**OBJECTIVE**:
Show each line from the rows below that contains the string "window", copying every such line in full.

**ROWS**:
*****

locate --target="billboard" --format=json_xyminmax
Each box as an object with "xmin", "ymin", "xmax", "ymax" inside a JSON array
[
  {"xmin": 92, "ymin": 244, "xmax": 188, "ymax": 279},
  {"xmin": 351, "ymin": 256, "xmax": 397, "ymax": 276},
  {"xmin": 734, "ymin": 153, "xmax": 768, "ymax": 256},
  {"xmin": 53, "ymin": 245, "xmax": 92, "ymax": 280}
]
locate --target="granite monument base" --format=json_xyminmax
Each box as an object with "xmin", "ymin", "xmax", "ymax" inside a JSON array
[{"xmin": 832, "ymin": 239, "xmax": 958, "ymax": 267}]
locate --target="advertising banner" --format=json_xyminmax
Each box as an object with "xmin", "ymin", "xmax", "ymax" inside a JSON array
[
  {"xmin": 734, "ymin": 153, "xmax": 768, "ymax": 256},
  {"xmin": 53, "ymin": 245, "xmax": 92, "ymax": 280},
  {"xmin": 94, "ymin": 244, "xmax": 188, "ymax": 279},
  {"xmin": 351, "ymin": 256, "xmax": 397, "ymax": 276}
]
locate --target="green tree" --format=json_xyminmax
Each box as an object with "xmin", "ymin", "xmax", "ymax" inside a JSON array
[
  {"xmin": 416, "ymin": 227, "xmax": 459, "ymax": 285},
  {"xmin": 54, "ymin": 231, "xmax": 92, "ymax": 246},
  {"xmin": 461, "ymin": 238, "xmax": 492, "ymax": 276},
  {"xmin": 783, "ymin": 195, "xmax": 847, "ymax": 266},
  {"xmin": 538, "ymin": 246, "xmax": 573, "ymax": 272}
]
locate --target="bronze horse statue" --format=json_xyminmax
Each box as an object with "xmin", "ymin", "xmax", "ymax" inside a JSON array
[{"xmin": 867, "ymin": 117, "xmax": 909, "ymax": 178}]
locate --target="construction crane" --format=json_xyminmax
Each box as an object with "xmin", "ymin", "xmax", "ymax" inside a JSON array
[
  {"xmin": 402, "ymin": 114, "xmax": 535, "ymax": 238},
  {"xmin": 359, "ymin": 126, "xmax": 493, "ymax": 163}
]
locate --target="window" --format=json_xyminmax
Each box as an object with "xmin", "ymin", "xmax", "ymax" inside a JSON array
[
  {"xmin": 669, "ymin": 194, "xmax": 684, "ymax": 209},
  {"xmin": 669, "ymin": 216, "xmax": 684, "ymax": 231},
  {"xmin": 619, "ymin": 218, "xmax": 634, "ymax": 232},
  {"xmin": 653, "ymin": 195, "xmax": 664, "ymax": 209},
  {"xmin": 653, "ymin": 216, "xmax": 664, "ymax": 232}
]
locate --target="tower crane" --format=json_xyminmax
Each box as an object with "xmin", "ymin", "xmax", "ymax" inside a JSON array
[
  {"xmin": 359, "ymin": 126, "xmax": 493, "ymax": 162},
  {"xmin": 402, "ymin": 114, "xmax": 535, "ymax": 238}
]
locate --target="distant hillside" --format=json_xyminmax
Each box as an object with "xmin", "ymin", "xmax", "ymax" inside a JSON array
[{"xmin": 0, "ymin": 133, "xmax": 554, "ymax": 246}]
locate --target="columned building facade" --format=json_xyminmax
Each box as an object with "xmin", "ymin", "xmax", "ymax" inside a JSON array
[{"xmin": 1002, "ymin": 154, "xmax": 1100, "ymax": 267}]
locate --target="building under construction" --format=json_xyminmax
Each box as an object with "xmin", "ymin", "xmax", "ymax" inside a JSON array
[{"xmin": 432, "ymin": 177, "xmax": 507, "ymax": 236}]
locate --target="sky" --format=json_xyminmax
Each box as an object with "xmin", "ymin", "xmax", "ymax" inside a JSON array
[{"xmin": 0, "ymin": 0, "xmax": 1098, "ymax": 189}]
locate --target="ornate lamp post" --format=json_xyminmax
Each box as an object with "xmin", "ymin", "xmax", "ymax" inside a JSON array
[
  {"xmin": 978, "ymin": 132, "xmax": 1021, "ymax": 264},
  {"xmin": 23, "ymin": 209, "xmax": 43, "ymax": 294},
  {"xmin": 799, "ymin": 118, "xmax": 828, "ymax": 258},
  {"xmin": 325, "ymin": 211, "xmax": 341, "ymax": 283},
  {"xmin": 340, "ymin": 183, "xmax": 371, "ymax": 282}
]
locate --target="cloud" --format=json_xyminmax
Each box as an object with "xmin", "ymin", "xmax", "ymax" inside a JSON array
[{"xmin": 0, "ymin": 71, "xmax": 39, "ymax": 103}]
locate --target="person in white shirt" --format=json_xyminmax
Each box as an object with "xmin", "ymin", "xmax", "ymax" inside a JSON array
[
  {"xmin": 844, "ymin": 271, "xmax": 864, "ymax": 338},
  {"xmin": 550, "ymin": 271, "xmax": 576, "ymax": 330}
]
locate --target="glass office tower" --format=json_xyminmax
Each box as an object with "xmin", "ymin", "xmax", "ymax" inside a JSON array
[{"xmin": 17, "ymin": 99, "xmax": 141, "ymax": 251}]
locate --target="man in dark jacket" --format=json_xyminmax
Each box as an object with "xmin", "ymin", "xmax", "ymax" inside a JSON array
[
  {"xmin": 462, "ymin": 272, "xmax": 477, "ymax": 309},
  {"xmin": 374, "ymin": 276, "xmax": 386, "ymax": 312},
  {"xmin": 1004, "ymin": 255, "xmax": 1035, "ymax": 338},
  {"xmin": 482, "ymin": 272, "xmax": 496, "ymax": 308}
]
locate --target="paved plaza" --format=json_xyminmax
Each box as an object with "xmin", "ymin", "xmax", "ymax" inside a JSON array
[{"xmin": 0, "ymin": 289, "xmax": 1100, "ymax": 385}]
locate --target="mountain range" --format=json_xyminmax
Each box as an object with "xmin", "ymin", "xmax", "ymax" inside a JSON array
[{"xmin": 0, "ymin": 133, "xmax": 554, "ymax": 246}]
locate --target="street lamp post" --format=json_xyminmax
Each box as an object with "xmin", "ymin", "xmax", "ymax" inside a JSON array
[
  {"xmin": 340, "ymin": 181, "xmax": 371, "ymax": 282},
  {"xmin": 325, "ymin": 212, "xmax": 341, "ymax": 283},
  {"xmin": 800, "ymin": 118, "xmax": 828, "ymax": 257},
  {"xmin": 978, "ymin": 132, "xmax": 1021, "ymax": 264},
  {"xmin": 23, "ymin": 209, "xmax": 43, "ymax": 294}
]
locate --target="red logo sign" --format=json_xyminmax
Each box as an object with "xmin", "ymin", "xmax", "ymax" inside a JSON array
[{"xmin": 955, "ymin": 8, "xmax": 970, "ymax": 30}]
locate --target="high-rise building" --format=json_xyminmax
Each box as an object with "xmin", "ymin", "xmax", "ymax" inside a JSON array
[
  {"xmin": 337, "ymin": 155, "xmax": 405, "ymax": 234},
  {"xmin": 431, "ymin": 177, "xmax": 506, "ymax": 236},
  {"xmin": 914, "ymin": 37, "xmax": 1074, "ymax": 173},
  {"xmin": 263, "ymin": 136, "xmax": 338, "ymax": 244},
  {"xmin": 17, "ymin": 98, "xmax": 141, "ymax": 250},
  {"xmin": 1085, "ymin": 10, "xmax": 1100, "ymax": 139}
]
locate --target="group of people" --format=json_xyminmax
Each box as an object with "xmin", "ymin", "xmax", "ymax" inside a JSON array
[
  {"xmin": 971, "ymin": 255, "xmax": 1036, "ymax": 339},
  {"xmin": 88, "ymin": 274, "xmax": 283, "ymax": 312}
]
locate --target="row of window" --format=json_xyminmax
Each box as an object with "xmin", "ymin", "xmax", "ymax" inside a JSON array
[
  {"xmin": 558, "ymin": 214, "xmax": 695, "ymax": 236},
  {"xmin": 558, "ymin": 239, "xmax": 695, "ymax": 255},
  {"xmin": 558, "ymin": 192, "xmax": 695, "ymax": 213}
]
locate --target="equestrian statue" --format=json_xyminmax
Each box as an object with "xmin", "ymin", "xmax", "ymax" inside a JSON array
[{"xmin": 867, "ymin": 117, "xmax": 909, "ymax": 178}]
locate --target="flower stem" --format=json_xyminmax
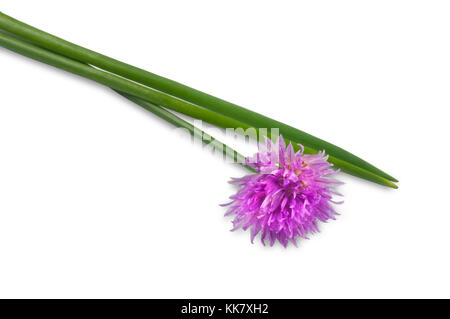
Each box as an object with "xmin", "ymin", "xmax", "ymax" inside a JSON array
[
  {"xmin": 0, "ymin": 12, "xmax": 397, "ymax": 182},
  {"xmin": 116, "ymin": 91, "xmax": 256, "ymax": 173},
  {"xmin": 0, "ymin": 32, "xmax": 397, "ymax": 188}
]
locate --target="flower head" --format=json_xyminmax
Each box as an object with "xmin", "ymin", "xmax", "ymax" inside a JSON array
[{"xmin": 223, "ymin": 136, "xmax": 341, "ymax": 247}]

*****

**RESPONSE**:
locate --target="window" --format=json_xyminmax
locate --target="row of window" --format=json_xyminmax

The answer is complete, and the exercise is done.